▶ [PROVIDED DATA]
Segment Open

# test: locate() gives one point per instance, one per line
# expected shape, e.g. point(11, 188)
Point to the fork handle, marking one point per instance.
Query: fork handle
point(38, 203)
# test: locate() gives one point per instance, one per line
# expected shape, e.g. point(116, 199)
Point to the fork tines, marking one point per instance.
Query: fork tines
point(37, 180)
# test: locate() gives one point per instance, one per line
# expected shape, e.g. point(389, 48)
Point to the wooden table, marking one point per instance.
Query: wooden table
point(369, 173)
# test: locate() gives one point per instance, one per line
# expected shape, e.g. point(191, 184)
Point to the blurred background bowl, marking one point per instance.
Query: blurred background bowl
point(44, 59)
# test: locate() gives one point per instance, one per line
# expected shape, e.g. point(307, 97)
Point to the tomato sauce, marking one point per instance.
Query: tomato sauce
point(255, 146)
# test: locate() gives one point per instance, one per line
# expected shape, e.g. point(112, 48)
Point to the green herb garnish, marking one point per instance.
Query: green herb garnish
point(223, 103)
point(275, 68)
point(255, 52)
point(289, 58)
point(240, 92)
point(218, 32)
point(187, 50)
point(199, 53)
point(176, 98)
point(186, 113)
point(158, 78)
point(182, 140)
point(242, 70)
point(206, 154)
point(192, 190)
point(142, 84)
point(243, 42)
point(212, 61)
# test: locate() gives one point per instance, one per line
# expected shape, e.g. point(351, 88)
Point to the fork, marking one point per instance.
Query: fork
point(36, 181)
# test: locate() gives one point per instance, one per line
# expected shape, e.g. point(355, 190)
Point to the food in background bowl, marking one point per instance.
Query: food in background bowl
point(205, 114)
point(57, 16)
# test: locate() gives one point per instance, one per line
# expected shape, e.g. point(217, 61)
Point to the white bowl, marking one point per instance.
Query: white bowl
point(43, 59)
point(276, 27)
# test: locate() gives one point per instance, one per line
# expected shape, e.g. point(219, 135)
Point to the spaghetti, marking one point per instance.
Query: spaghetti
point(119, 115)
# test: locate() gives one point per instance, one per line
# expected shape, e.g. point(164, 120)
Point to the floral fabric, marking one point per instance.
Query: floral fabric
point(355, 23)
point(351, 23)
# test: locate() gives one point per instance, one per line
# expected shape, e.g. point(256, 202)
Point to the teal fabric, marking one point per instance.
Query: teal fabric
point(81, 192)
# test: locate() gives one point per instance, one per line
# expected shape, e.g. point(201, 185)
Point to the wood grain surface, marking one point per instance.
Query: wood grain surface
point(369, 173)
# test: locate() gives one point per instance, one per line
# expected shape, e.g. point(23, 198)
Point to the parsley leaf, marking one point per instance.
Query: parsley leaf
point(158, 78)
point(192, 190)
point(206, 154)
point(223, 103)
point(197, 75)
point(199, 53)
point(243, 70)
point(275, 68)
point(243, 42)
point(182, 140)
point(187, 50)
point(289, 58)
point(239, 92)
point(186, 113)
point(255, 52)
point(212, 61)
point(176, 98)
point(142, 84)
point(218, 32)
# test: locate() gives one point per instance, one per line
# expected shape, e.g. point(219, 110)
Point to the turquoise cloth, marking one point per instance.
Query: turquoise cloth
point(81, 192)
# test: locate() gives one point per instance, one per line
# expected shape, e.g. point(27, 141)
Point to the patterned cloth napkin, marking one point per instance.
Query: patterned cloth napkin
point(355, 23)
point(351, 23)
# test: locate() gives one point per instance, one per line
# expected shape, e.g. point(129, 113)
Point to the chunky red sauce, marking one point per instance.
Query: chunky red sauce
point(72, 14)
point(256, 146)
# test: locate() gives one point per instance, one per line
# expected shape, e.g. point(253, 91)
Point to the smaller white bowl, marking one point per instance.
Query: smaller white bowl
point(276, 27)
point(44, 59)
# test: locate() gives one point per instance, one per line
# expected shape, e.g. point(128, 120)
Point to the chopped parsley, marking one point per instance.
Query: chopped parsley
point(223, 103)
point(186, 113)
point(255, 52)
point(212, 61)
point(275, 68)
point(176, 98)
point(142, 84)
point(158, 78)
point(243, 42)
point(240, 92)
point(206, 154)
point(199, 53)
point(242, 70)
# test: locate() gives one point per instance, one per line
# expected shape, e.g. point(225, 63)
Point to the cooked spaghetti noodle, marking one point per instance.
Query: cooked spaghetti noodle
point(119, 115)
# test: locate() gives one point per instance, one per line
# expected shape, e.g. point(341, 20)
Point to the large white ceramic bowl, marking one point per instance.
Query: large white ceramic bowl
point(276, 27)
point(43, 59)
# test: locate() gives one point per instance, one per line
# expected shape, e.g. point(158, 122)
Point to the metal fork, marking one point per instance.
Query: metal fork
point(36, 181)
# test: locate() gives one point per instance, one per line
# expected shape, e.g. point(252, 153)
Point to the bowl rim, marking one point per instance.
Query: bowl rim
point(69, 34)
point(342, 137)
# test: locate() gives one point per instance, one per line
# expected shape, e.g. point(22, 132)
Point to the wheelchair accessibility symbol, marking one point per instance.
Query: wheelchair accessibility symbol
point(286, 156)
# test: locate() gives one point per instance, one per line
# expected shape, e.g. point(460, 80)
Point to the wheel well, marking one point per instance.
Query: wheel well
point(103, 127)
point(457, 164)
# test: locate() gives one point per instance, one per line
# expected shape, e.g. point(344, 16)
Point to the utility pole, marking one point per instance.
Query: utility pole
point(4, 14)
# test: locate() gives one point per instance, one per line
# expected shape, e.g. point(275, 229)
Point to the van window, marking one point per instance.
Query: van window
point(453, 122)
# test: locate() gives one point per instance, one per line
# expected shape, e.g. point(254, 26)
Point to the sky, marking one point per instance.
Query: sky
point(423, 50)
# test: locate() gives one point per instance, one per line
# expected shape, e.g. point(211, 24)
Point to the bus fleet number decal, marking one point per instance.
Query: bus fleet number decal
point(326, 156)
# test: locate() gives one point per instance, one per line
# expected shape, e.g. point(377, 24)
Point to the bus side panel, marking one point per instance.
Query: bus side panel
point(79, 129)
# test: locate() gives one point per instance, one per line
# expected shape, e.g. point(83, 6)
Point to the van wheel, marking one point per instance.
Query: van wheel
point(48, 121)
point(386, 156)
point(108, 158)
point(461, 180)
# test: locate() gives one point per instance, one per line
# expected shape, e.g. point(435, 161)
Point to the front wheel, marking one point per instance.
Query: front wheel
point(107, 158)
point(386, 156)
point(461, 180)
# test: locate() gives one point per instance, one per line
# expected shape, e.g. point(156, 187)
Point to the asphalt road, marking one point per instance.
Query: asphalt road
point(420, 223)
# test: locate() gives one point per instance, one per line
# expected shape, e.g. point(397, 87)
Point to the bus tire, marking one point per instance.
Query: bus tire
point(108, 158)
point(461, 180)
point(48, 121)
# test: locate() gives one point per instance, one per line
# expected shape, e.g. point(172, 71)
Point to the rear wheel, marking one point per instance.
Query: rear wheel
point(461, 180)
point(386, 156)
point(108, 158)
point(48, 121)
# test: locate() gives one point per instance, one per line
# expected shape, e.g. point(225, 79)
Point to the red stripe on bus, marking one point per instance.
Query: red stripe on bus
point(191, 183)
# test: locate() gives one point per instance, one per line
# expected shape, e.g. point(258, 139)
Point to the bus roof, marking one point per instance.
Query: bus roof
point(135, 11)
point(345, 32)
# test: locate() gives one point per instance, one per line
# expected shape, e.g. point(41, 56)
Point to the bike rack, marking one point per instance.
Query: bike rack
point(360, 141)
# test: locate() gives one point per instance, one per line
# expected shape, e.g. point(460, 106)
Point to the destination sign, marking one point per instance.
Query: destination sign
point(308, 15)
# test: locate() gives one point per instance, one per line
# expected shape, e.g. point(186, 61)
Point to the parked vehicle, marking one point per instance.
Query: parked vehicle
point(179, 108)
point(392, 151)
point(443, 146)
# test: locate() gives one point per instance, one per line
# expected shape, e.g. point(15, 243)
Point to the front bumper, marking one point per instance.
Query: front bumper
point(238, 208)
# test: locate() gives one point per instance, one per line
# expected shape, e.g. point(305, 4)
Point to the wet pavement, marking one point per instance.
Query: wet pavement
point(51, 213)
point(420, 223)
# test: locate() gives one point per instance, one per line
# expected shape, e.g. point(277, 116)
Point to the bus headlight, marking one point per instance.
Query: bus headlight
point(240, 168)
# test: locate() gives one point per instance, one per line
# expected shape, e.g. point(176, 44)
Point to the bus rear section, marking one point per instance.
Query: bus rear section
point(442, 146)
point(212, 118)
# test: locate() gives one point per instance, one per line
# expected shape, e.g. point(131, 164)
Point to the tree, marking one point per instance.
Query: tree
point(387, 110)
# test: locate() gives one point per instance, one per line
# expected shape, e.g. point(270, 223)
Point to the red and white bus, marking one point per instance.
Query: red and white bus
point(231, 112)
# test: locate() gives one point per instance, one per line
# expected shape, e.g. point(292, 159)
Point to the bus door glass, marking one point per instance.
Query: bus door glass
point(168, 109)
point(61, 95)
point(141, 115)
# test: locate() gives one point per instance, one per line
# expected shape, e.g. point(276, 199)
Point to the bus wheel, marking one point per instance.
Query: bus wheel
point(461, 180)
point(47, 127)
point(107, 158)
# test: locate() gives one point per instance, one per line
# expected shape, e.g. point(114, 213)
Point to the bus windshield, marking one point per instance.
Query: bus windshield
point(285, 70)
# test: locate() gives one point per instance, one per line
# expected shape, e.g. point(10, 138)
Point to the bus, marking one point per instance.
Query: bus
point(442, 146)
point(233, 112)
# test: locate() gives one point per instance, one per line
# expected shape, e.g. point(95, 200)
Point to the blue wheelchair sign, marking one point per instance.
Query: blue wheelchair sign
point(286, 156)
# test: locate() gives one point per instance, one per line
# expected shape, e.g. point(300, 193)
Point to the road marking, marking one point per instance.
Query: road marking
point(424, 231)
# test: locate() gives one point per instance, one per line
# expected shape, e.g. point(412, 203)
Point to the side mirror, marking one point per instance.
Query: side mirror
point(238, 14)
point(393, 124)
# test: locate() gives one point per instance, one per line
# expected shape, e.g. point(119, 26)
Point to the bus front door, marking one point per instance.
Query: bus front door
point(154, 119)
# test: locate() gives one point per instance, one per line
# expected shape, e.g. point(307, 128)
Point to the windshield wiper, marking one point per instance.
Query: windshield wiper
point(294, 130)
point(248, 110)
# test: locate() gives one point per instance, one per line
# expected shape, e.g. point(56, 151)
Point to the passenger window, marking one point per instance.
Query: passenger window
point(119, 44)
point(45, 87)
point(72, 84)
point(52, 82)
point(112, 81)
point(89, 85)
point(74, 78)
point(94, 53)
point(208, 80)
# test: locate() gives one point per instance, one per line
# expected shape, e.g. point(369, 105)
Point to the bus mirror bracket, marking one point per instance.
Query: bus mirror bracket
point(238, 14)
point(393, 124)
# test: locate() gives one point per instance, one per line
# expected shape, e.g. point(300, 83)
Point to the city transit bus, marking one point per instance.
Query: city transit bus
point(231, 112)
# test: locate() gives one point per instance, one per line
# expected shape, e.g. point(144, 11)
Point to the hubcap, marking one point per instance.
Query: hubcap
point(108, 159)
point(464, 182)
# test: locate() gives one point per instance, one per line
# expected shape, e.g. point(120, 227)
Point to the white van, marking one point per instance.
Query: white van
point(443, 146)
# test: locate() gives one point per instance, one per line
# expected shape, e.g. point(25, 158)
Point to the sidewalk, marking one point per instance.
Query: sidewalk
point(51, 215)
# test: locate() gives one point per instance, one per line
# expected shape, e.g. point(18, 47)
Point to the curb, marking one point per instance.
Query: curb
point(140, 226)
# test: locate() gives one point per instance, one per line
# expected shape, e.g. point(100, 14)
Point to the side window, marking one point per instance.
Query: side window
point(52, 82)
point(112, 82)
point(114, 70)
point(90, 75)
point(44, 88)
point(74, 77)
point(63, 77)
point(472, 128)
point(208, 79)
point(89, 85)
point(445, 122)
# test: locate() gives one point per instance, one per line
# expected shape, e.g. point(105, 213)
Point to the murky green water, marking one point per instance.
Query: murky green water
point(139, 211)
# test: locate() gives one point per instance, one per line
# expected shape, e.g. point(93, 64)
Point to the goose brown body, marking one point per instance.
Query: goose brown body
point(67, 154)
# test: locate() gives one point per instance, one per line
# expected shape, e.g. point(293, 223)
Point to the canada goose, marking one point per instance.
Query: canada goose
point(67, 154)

Segment Closed

▶ [TASK GOAL]
Write down exactly the span of lines above from the one containing "Point to the bus tire, marking" to the one containing "Point to the bus rear", both ends included.

▶ [ANSWER SPACE]
Point to the bus tire, marking one point per instance.
Query: bus tire
point(108, 158)
point(461, 180)
point(48, 121)
# test: locate() gives one point per instance, one per line
# expected shape, e.g. point(172, 71)
Point to the rear wheel, marking one point per instance.
Query: rear wheel
point(461, 180)
point(386, 156)
point(108, 158)
point(48, 121)
# test: locate() gives one point per instance, one per line
# expected shape, e.g. point(225, 79)
Point to the red stripe on bus, marking one point per instance.
Query: red stripe on bus
point(191, 183)
# test: locate() gives one point per instance, one per line
# expected shape, e.g. point(258, 139)
Point to the bus roof, marking one point per instance.
Query: bus roof
point(135, 11)
point(345, 32)
# test: locate() gives one point per instance, one per line
# expected shape, e.g. point(41, 56)
Point to the bike rack, marking one point per instance.
Query: bike rack
point(360, 141)
# test: locate() gives one point per instance, one per line
# expected shape, e.g. point(460, 106)
Point to the destination sign, marking one point per instance.
Query: destination sign
point(308, 15)
# test: locate() gives one point per instance, one per line
# expected shape, e.g. point(186, 61)
Point to the parked vehicle, marking one point per instance.
Query: parked vehicle
point(179, 108)
point(392, 151)
point(443, 146)
# test: locate() gives one point per instance, one per line
# expected shape, e.g. point(15, 243)
Point to the front bumper, marking one point per instance.
Query: front bumper
point(238, 208)
# test: locate() gives one point per instance, one per line
# expected shape, e.g. point(305, 4)
Point to the wet pavement, marking one point per instance.
Query: wet pavement
point(51, 213)
point(420, 223)
# test: locate() gives one point per instance, one per line
# expected shape, e.g. point(277, 116)
Point to the bus headlight, marking one point per instance.
Query: bus headlight
point(240, 168)
# test: locate() gives one point per instance, one per line
# expected shape, e.g. point(176, 44)
Point to the bus rear section, marking one point per instance.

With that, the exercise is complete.